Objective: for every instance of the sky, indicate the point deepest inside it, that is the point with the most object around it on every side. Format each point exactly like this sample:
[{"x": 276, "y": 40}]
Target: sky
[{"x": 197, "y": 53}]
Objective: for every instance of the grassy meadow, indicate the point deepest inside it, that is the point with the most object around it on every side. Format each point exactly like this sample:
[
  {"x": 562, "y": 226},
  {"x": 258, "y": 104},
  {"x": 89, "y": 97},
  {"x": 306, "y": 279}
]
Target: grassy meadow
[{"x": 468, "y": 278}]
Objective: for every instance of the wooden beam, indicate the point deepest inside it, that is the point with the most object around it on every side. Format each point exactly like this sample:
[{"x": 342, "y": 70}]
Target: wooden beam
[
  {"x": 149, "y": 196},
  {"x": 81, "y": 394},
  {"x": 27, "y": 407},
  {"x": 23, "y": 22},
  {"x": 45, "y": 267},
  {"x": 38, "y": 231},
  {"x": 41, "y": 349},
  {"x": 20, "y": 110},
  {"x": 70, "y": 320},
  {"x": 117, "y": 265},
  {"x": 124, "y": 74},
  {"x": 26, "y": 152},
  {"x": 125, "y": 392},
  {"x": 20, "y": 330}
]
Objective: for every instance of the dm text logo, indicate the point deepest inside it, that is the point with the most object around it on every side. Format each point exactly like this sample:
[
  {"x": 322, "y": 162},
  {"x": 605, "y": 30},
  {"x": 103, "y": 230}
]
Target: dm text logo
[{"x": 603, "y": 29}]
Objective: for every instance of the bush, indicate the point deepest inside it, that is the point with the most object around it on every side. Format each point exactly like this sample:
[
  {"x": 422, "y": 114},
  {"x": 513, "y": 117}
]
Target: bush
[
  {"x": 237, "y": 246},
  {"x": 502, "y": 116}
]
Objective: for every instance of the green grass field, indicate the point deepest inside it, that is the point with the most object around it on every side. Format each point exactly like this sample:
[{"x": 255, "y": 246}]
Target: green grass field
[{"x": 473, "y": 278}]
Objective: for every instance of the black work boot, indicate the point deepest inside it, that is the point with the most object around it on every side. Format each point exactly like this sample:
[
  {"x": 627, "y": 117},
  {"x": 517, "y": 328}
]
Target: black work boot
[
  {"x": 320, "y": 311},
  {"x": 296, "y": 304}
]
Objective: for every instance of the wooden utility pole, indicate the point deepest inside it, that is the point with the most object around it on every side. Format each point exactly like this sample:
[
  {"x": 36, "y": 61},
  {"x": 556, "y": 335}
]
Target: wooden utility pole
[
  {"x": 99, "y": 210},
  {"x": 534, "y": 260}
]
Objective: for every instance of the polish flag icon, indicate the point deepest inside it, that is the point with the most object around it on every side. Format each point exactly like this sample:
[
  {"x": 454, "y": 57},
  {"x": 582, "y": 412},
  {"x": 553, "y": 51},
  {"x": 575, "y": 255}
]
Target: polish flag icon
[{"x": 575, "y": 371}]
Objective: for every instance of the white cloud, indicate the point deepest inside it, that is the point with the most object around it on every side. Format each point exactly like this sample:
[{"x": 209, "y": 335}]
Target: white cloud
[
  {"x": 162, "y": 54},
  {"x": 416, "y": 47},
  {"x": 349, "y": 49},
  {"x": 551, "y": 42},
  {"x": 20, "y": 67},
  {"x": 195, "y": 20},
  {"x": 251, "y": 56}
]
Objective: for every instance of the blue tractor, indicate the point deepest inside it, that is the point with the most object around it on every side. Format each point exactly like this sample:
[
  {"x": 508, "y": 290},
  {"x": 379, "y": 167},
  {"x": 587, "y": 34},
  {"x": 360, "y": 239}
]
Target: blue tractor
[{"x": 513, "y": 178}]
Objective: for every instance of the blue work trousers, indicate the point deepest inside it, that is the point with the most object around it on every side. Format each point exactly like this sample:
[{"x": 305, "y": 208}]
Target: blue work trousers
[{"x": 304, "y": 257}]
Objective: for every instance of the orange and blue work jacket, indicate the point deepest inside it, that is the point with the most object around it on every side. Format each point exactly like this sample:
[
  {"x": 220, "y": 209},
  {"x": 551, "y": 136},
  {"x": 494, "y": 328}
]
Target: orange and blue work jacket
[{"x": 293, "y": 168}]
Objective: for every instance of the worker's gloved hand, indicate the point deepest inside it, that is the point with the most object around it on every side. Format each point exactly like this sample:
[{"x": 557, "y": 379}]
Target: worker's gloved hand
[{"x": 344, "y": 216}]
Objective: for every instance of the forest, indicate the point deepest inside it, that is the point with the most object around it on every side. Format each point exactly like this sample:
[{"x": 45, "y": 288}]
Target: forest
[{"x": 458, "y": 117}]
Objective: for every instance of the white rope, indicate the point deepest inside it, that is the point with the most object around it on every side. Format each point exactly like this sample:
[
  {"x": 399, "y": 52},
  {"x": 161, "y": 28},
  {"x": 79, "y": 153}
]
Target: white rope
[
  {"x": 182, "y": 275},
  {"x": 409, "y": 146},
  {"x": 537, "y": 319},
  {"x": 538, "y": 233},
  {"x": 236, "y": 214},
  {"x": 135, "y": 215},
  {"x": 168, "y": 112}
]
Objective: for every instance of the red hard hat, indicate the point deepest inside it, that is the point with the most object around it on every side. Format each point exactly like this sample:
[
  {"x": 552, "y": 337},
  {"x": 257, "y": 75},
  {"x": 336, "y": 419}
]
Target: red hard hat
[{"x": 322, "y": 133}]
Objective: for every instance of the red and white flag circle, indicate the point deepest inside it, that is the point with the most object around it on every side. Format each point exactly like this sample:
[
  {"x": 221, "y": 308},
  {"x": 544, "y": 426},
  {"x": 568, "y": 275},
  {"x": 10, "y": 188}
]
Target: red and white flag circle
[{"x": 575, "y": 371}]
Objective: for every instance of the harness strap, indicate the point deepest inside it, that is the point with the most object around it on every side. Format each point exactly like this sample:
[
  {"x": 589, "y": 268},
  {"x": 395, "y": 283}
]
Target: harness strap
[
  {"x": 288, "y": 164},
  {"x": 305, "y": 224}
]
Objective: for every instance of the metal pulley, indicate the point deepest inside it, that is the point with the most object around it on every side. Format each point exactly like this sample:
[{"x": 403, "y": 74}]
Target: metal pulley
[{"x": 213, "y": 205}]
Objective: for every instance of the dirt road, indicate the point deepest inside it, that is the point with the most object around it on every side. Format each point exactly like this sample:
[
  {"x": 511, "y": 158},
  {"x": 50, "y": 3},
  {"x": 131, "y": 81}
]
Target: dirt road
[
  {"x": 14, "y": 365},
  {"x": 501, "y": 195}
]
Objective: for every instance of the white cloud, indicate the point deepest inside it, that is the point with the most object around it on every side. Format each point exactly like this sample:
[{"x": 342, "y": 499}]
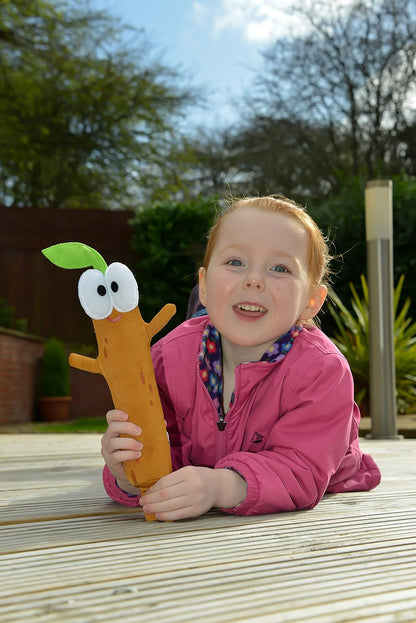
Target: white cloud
[{"x": 259, "y": 21}]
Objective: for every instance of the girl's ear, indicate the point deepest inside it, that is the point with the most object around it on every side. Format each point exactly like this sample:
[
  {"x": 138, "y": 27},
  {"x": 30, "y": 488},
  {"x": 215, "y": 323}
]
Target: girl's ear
[
  {"x": 202, "y": 275},
  {"x": 315, "y": 303}
]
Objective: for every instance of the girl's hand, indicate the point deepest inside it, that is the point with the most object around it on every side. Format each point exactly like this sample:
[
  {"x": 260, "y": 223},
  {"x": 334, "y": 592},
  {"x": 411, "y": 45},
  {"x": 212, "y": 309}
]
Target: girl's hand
[
  {"x": 116, "y": 450},
  {"x": 192, "y": 491}
]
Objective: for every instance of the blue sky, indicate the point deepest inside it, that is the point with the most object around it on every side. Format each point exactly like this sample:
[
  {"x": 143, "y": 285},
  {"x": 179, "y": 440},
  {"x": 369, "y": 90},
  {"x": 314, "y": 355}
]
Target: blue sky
[{"x": 216, "y": 43}]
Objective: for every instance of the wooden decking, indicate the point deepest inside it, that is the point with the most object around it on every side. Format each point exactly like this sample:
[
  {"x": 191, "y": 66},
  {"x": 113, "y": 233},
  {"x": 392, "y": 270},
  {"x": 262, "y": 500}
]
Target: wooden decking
[{"x": 67, "y": 553}]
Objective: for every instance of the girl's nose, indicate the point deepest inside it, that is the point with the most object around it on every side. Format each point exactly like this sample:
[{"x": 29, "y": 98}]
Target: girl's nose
[{"x": 254, "y": 282}]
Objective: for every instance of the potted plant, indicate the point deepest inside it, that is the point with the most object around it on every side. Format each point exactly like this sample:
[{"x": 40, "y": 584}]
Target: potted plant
[{"x": 55, "y": 396}]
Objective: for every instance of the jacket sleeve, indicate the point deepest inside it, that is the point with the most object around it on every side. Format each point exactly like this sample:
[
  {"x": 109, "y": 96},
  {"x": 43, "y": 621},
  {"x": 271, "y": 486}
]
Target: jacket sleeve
[
  {"x": 306, "y": 445},
  {"x": 114, "y": 491}
]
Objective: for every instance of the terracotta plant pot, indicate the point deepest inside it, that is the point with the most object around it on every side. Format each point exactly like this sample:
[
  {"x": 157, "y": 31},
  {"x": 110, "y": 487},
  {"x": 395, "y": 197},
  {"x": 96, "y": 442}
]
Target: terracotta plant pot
[{"x": 54, "y": 408}]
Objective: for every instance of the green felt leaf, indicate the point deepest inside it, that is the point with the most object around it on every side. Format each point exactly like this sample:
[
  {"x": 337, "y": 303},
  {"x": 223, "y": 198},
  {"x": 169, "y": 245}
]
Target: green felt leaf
[{"x": 74, "y": 255}]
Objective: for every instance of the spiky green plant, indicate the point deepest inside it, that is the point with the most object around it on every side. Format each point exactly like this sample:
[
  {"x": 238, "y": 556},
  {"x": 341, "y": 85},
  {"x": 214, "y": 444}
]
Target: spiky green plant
[{"x": 352, "y": 338}]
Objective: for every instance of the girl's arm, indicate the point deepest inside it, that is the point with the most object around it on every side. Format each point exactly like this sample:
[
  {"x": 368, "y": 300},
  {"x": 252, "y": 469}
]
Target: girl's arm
[
  {"x": 313, "y": 444},
  {"x": 192, "y": 491}
]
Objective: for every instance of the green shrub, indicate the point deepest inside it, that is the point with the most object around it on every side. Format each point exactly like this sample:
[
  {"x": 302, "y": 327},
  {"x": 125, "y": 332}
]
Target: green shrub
[
  {"x": 55, "y": 379},
  {"x": 352, "y": 338},
  {"x": 8, "y": 318}
]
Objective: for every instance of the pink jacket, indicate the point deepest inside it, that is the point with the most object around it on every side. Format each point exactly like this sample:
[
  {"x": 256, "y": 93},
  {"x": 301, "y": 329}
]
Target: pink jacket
[{"x": 291, "y": 433}]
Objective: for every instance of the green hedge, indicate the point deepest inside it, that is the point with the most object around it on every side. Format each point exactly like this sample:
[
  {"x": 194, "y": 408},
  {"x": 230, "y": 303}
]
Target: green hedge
[{"x": 169, "y": 244}]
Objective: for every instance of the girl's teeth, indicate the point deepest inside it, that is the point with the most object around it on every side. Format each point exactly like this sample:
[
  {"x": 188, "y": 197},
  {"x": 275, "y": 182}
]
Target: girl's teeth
[{"x": 251, "y": 308}]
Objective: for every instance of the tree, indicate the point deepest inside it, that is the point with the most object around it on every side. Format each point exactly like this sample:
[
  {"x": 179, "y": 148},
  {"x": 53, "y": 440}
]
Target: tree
[
  {"x": 334, "y": 100},
  {"x": 85, "y": 116}
]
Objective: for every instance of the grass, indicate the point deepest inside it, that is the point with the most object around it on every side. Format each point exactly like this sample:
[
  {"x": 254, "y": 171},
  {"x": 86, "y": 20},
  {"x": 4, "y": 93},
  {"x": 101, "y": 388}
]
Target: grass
[{"x": 83, "y": 425}]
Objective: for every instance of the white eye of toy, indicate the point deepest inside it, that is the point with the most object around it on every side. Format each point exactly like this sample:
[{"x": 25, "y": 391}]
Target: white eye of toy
[
  {"x": 122, "y": 287},
  {"x": 93, "y": 294}
]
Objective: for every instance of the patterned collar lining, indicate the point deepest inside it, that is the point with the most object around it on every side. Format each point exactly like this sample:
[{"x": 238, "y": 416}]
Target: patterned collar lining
[{"x": 210, "y": 363}]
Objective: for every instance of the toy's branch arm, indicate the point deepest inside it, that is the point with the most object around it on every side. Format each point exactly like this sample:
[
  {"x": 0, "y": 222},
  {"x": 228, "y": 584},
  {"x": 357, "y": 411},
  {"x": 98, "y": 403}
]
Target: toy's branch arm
[
  {"x": 84, "y": 363},
  {"x": 161, "y": 319}
]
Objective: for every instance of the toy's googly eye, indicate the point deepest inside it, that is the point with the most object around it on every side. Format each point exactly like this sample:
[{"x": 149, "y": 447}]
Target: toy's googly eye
[
  {"x": 122, "y": 287},
  {"x": 94, "y": 295}
]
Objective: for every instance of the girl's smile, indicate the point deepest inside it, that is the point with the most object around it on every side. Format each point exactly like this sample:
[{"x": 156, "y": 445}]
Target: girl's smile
[{"x": 257, "y": 286}]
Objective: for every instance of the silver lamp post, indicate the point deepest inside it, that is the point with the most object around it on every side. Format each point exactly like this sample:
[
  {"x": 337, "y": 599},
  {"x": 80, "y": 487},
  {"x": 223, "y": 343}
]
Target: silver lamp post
[{"x": 379, "y": 235}]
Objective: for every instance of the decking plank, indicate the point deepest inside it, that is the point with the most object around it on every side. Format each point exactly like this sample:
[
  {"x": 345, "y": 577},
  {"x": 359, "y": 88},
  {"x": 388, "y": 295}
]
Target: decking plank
[{"x": 68, "y": 553}]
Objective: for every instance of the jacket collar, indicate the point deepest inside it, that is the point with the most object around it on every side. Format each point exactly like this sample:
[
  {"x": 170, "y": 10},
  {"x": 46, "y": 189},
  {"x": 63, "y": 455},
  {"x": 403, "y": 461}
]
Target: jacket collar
[{"x": 210, "y": 360}]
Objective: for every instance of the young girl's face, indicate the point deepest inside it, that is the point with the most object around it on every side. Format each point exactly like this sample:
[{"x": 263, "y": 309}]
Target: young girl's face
[{"x": 257, "y": 286}]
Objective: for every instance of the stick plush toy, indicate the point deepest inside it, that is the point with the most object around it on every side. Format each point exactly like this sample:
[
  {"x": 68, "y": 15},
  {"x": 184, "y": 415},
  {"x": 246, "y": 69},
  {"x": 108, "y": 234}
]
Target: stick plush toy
[{"x": 109, "y": 295}]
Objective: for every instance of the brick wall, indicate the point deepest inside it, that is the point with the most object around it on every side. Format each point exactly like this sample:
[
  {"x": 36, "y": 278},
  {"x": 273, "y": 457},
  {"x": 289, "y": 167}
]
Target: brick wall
[
  {"x": 20, "y": 361},
  {"x": 19, "y": 364}
]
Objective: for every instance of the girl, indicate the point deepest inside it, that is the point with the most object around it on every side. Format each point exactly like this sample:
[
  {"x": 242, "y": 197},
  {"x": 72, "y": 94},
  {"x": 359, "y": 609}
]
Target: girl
[{"x": 259, "y": 403}]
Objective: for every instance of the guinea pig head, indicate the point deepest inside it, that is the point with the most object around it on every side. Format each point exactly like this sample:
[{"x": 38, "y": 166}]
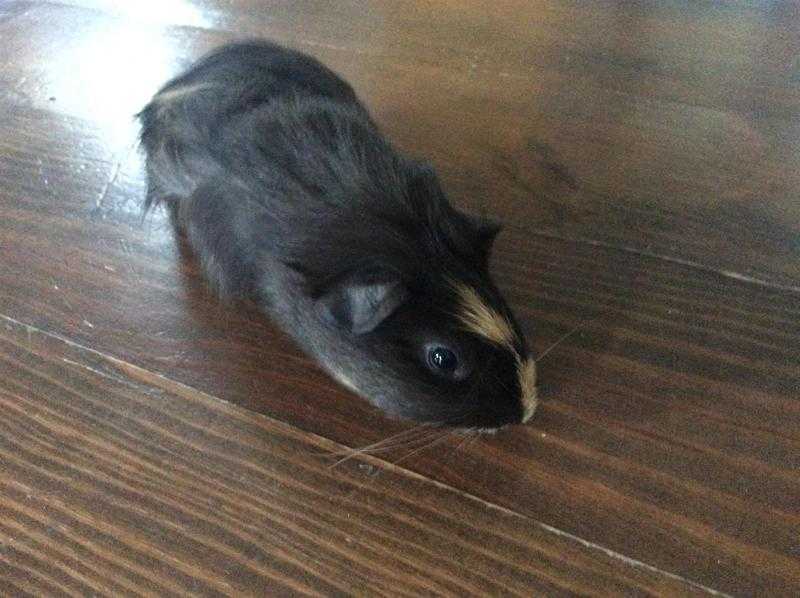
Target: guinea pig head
[{"x": 433, "y": 341}]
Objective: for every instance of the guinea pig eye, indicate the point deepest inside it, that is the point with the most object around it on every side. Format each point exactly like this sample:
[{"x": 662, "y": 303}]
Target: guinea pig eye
[{"x": 442, "y": 359}]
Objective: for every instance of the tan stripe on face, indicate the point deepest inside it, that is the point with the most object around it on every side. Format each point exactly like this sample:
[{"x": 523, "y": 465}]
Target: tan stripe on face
[
  {"x": 526, "y": 371},
  {"x": 481, "y": 319}
]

= = =

> Task description
Copy out the range of lines above starting at the line with "Target: girl's hand" and ending at the line with "Objective: for every instance of the green felt", exactly and including both.

> Output for this exercise
Target: girl's hand
[
  {"x": 116, "y": 450},
  {"x": 192, "y": 491}
]
Objective: for every instance of the blue sky, indicate the point deepest inside it, that is the point with the most object around it on every side. Format each point exactly like this sample:
[
  {"x": 143, "y": 285},
  {"x": 179, "y": 440},
  {"x": 369, "y": 90},
  {"x": 314, "y": 355}
]
Target: blue sky
[{"x": 216, "y": 43}]
Objective: for every instance of the wooden decking, indicate the point deepest inside it, that is the point with the most object around it on every side. Format each point exactly like this sample:
[
  {"x": 191, "y": 66},
  {"x": 113, "y": 233},
  {"x": 392, "y": 270},
  {"x": 262, "y": 500}
]
Target: wooden decking
[{"x": 67, "y": 553}]
Objective: for every instance of the girl's nose, indicate the point deepest inside it, that is the point with the most object around it on every side. Format each point exactly like this sample:
[{"x": 29, "y": 98}]
Target: girl's nose
[{"x": 254, "y": 282}]
Objective: for every instance of the potted plant, indicate the point deepest inside it, that is the point with the most object around it on every side. Format each point exactly like this sample:
[{"x": 40, "y": 584}]
Target: potted plant
[{"x": 55, "y": 396}]
Objective: for every instance of the jacket sleeve, indicate the point deepest inside it, that is the point with the most object around it on every side. Format each point exactly like this sample:
[
  {"x": 109, "y": 96},
  {"x": 43, "y": 621},
  {"x": 271, "y": 486}
]
Target: jacket sleeve
[
  {"x": 306, "y": 445},
  {"x": 114, "y": 491}
]
Objective: for every instance of the terracotta plant pot, indicate the point deepest inside it, that is the point with the most object around it on every side. Format each point exactly like this sample:
[
  {"x": 157, "y": 31},
  {"x": 110, "y": 487},
  {"x": 395, "y": 197},
  {"x": 96, "y": 442}
]
Target: terracotta plant pot
[{"x": 54, "y": 408}]
Objective: for every instance of the green felt leaf, indicate the point deepest inside it, that is the point with the most object around it on every side. Format each point exactly like this sample:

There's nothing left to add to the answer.